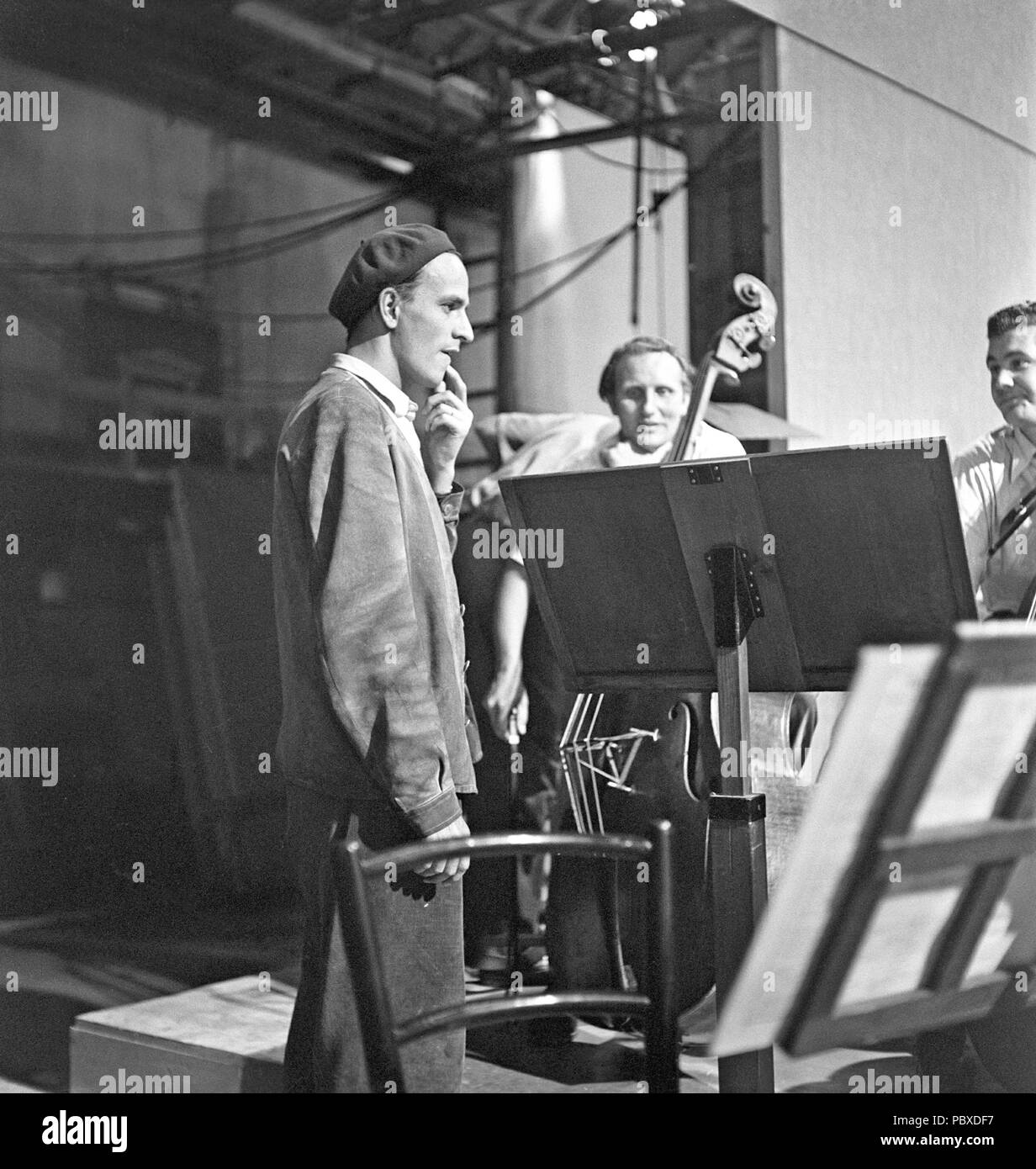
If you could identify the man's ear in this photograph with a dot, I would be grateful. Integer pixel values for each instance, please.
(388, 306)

---

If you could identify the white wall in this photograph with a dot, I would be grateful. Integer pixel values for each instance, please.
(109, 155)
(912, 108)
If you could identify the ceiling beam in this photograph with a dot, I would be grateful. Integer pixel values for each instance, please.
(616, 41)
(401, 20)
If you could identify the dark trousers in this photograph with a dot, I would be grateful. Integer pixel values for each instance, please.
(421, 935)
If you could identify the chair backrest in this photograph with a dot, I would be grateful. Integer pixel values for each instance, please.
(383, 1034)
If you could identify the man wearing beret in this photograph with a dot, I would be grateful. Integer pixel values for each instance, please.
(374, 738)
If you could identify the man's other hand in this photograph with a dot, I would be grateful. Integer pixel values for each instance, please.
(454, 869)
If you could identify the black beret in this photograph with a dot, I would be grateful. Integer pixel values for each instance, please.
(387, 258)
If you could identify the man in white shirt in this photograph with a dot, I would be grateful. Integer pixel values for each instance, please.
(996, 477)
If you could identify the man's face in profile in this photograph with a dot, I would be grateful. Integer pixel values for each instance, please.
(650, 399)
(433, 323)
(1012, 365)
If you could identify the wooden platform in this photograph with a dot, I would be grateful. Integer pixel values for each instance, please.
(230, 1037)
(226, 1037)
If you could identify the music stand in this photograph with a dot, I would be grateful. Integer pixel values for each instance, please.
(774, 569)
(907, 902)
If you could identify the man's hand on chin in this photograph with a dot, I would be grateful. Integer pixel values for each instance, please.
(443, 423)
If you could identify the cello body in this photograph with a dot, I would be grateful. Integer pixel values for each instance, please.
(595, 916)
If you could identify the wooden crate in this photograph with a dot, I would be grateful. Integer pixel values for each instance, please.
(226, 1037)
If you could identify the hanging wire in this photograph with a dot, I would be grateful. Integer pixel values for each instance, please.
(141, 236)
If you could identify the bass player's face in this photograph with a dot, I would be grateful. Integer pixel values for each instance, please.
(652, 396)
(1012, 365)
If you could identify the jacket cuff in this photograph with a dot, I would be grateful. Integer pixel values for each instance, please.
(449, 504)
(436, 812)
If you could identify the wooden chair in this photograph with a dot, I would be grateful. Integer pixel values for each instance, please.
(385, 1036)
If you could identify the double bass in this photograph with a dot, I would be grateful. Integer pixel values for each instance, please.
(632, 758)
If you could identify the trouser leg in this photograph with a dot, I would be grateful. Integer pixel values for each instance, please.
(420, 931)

→ **Exercise description**
Extract every row above that contains the word "face" and copy each one in full.

→ **Solution to this problem**
If you could identify the man's face in profile in this photograph with a dot, I would be grateful. Integer pixel values for each instance, please.
If you could identify the bass player's face in this photograph with a dot, I would be grateful. Integer pixel values for each instance, please.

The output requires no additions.